»»

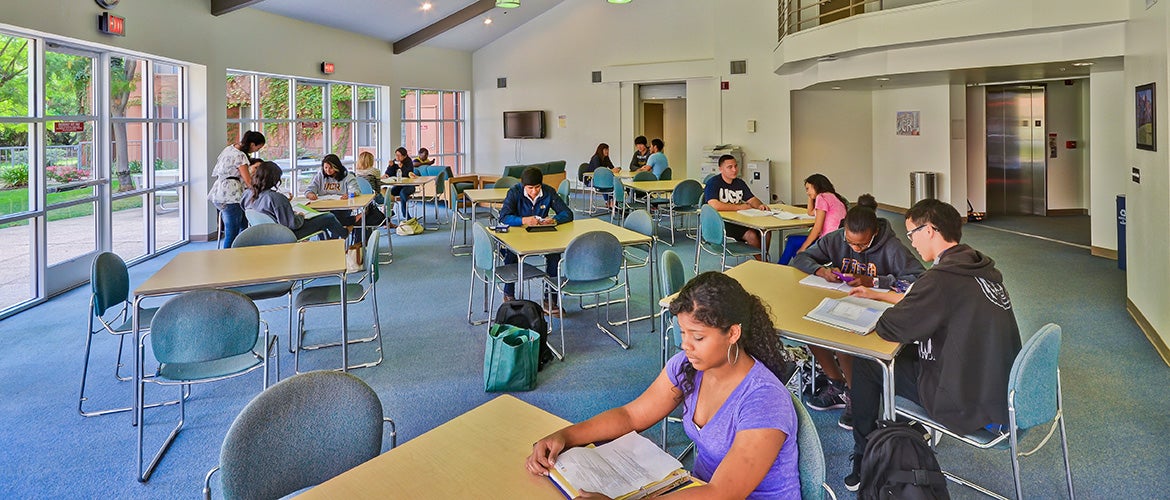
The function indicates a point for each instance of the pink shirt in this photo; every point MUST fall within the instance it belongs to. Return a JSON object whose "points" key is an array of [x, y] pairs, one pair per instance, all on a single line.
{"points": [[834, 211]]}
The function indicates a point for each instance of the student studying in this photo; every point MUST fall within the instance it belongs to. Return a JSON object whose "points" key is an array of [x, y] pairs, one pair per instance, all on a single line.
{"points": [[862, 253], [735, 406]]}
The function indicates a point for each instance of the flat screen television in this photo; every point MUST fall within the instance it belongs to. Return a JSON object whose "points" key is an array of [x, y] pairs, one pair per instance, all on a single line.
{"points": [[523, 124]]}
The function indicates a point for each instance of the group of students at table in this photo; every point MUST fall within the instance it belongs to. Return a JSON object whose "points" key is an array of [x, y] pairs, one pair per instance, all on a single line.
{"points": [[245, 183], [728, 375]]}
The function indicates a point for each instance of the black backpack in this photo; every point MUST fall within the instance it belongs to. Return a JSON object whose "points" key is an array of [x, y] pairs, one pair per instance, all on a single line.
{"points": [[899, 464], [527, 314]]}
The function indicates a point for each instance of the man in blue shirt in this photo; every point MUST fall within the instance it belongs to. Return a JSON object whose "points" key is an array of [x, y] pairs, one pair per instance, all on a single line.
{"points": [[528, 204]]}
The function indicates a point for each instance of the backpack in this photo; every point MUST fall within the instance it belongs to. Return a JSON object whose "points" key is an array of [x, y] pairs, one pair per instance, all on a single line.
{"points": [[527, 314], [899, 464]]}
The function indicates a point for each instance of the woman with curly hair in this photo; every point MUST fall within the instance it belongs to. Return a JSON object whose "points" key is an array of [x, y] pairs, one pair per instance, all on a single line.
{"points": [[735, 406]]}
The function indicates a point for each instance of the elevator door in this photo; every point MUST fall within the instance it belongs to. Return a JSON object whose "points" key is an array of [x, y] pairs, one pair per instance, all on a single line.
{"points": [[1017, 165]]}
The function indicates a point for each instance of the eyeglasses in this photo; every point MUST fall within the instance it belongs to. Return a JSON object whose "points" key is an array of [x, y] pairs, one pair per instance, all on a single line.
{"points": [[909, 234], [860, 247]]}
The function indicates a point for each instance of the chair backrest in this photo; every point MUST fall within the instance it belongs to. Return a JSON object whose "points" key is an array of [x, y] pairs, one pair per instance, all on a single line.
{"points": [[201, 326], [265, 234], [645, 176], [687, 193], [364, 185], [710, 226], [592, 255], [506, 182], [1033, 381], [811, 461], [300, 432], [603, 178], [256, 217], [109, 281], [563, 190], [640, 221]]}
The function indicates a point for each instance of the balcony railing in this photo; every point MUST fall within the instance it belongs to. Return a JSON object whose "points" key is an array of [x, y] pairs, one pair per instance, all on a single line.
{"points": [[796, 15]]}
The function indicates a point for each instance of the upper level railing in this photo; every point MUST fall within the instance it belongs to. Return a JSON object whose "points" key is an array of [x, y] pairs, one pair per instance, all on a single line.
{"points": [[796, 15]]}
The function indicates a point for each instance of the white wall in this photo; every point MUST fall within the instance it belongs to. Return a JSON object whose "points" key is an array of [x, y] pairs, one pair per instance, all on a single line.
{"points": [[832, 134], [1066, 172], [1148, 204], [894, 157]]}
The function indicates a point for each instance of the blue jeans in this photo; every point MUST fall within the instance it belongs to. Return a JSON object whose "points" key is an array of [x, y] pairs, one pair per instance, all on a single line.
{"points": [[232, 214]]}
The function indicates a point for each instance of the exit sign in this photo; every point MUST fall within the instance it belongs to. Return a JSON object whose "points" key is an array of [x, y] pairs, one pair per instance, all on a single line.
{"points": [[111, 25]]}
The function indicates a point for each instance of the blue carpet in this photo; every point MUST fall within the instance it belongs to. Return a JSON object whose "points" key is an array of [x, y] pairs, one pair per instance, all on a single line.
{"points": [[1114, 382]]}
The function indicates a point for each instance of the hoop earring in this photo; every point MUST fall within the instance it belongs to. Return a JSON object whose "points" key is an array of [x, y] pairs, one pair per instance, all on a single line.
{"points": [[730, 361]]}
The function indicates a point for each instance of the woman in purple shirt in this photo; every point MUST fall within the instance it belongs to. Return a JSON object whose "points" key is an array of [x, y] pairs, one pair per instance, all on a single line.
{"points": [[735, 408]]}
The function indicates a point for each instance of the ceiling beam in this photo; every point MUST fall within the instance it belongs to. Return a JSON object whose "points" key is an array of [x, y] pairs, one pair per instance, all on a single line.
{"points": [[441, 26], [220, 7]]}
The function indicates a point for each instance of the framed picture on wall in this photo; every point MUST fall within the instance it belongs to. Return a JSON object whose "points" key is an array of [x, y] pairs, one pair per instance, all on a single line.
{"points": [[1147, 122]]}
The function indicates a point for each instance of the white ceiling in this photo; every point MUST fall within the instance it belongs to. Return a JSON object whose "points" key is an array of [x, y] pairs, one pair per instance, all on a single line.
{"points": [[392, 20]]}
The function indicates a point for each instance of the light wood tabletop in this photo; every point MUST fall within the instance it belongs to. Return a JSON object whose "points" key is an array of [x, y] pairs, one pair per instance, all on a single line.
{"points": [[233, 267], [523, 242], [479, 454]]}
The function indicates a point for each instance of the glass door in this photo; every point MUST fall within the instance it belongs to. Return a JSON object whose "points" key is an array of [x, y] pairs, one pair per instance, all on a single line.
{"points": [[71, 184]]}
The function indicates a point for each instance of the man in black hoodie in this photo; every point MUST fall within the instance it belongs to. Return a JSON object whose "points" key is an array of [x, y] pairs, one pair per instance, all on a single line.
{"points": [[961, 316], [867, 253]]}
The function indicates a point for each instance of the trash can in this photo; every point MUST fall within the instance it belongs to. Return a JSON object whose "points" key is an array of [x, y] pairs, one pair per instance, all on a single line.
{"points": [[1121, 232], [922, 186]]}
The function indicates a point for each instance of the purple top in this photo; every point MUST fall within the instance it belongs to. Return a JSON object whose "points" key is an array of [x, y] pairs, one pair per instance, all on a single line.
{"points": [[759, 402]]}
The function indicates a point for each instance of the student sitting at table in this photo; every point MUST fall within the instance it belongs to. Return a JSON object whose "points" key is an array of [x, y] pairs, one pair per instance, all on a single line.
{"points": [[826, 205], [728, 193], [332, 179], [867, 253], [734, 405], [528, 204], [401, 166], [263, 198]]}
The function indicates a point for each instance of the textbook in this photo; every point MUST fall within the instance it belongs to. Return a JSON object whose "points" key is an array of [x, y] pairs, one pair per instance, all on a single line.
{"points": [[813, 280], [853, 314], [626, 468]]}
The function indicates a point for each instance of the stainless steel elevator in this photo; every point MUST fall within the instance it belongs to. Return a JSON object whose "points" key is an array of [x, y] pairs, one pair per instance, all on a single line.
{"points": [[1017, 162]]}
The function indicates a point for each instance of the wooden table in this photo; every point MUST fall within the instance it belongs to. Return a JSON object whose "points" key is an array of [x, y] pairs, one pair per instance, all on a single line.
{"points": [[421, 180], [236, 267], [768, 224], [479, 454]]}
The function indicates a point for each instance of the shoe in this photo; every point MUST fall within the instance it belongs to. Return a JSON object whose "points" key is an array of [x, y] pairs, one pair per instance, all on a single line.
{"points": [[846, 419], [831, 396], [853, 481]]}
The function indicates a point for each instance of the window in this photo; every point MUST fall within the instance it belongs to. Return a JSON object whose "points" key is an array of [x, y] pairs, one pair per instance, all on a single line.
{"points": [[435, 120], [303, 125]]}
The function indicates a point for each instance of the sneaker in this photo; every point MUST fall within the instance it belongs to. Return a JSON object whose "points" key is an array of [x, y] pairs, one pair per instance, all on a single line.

««

» **How to complete this task**
From the entries above, output every line exactly and omit any image.

» **Output for this exercise**
The function indicates a point for each instance of the pink shirt in this photo; every point MUST fall within the instance it belongs to. Return a JSON object whose "points" key is an array of [x, y] pairs, one pair per instance, all on a single line.
{"points": [[834, 211]]}
The function indicates a point for each instance of the student studying in this photo; every point MUST fall within the instance it belongs to. Return a JSON object whose "points" key is an array of [x, y] pairs, one pair per instance, all on a single line.
{"points": [[862, 253], [735, 406]]}
The function indicates a point for each instance of the flat screen television in this photo; every point MUST fall within the instance it belongs to. Return a JSON object whose "points" key is an array of [x, y] pairs, one pair per instance, all on a single line.
{"points": [[523, 124]]}
The function indicates a point for each instance of the group of students at table in this photo; every point MUST fall within the instance it belongs to. Return a JSON object whose "points" key is an array of [x, y] pairs, one pair per instance, all on a single line.
{"points": [[245, 183], [728, 375]]}
The function indicates a point for each instance of the black backpack in this photo; every point MUST fall within the instance it belongs to. Return a JSON object whose "points" key is an array of [x, y] pairs, one pair per instance, all on a single line.
{"points": [[899, 464], [527, 314]]}
The function indicates a point for each instance of the man in blue shirt in this photo; every point MUST fall within the instance it belongs to. Return a JSON object whose "points" key is an array of [x, y] pairs, one pair per instance, all on a single line.
{"points": [[528, 204]]}
The function indicates a point for each instance of the backpack in this photo; every point MUST fall within the instance it belongs to. Return a JSON object whose "points" key is an array of [x, y] pairs, one pair per instance, all on a single line.
{"points": [[527, 314], [899, 464]]}
The function indicates a point for each instance of the woman with curly hair in this photo; every point MUST fall within the instance it belongs to. Return a JSON object whose "points" key is an array of [x, y] pairs, one pair per instance, all on a single line.
{"points": [[735, 406]]}
The function indicates a point for each instance of the elevator door in this photo; every point MUST fall within the instance it belongs to. Return a JSON object whose "points" key is an array of [x, y] pairs, one pair per instance, all on a single line.
{"points": [[1017, 165]]}
The function indicates a point for each instance of the eyeglasses in this photo; every point MUST fall within the instance it belongs to. Return a JSON object whose "points" key is an array of [x, y] pairs, one pair per instance, all on a single line.
{"points": [[909, 234], [860, 247]]}
The function indicates a point for each instance of the chair backrest in this photo; every point MUST fall within the instance it belongs to. Return a JSON object whose "points" key is an array of [x, y] pairs, one pair per instance, all on a single line.
{"points": [[201, 326], [265, 234], [645, 176], [687, 193], [364, 185], [710, 226], [592, 255], [506, 182], [1033, 381], [811, 461], [300, 432], [603, 178], [256, 217], [109, 281], [563, 190], [640, 221]]}
The function indicates a point for each instance of the balcony railing in this photo; every point MUST fall within the instance it belongs to. Return a JSON object whose "points" key is an array of [x, y] pairs, one pair per instance, all on a single line.
{"points": [[796, 15]]}
The function indicates a point for each instance of the upper level railing in this photo; every point MUST fall within the instance it belongs to. Return a JSON object whose "points" key is an array of [x, y] pairs, one pair per instance, all on a single line.
{"points": [[796, 15]]}
The function indicates a point for each instance of the white wall in this photo; every point MUST fall within the instance it belongs to. Return a JSON object whose "points" key is an array of [x, y] pairs, one pair per instance, all on a single line.
{"points": [[832, 134], [1066, 172], [1148, 204], [894, 157]]}
The function indicates a point for each instance of the blue jeans in this photo; every point MUST fall within the instance it belongs to. Return a JSON object whose "points" key is an array of [x, y] pairs, one pair per instance, all on a single line.
{"points": [[232, 214]]}
The function indicates a point for each instance of the exit sign in this photo; every point MUST fall within the instance it belongs to. Return a JSON object whose "points" key is an array of [x, y] pairs, one pair per instance, all on a single line.
{"points": [[111, 25]]}
The function indicates a point for each instance of the blue carpet in this photo; every point MUST fall within the instance it belongs to. Return a JSON object whose "points" key is an array of [x, y] pairs, one pair per instance, all on a single line.
{"points": [[1114, 382]]}
The function indicates a point for each instance of the hoop earring in this photo; every point MUST fall within the instance it belongs to. Return a JSON object whose "points" key is an array of [x, y] pairs, one pair per instance, all on a single line.
{"points": [[730, 361]]}
The function indicates a point for each instance of the woman in purple shirt in this photo; every point MUST fall within the instance it belongs to. Return a JSON object whose "points" key is an array of [x, y] pairs, one pair per instance, all on a single line.
{"points": [[735, 408]]}
The function indicates a point for each instance of the ceiling beam in this photo; every point MUST fall within the instance it belongs to. Return a JSON object whose "points" key is an array of [x, y] pairs, one pair per instance, all on a single line.
{"points": [[441, 26], [220, 7]]}
The function indicates a point for each instance of the framed picture on wall in this photo; every point MUST fall within the instance it belongs to. Return a JSON object whose "points" key is an array of [x, y] pairs, one pair per instance, all on a single line.
{"points": [[1147, 122]]}
The function indicates a point for each instance of the white ceiling in this photo; every point MUST fall within the instance it belongs to. Return a JSON object whose "points" key is an array of [x, y] pairs, one pair per instance, all on a single line.
{"points": [[392, 20]]}
The function indicates a point for each instance of the light wood tabletop in this photo; every point MUST fall within the instance it belongs to. Return a JSON object whose "points" key is an array of [x, y] pairs, one pair per instance, all on a single line.
{"points": [[233, 267], [523, 242], [479, 454]]}
The function indicates a point for each instance of the glass door in this photo; every point MUST fall within the instance it belongs to. Return a JSON object whose "points" key is an array of [x, y] pairs, one pair per instance, all on a single line.
{"points": [[71, 184]]}
The function indicates a point for each instance of the man in black hoodie in this photo; every point MUST fall within the instance it belongs to. Return a JSON object whose "points" key is an array of [x, y] pairs, one pair per instance, all on a single line.
{"points": [[961, 316], [867, 253]]}
The function indicates a point for each instance of the trash can in this photo; every point MUST fall within the instance it belongs to. Return a JSON object whose "points" key is an array of [x, y] pairs, one pair per instance, all on a single line.
{"points": [[1121, 232], [922, 186]]}
The function indicates a point for each instance of the purple top in this photo; every point MUST fall within the instance it belongs to. Return a JSON object whose "points" key is an array of [x, y] pairs, one pair per instance, all on a single line.
{"points": [[759, 402]]}
The function indicates a point for each instance of the student sitting at table in this photo; every point MUST fall within the instance it belongs to. Return a JSON object whose "points" key is an array of [x, y] pairs, one pair per instance, all on a single line.
{"points": [[826, 205], [728, 193], [332, 179], [867, 253], [734, 405], [528, 204], [401, 166], [263, 198]]}
The function indicates a point for each instance of the textbook in this photo; every point MUST fall within the instance it belongs to. Return a JSON object whose "points" key is an array of [x, y] pairs, one pair per instance, all on a single line.
{"points": [[813, 280], [853, 314], [626, 468]]}
The function indicates a point for each instance of the stainless steel elevator in this photo; every point MUST fall within the instance it belongs to. Return a JSON object whose "points" key is an array of [x, y] pairs, one pair per instance, all on a single line.
{"points": [[1017, 162]]}
The function indicates a point for each instance of the wooden table in this photo; every point MUST fall within the instance it belongs to. Return a JSON object whose "points" key is an array of [x, y] pairs, one pair per instance, all on a single line.
{"points": [[421, 180], [236, 267], [768, 224], [479, 454]]}
The function indicates a point for each instance of the shoe in this photo; every point MUST fall within the instance it belongs to. Return a JSON object whose "points" key is an array of [x, y] pairs, one pair per instance, all on a single line.
{"points": [[846, 419], [831, 396], [853, 481]]}
The function indicates a point for each instance of the window in this photo; every point MUST fall within the instance it belongs to. Return a JSON object whose "points" key is an array of [x, y] pairs, one pair per instance, all on a single line.
{"points": [[435, 120], [303, 125]]}
The function indicates a point for each instance of the sneaker in this photo; every point MUST fall within the instance it belongs to. Return a JSON object whose "points" key is an array of [x, y] pairs, one pair per instance, all on a single line.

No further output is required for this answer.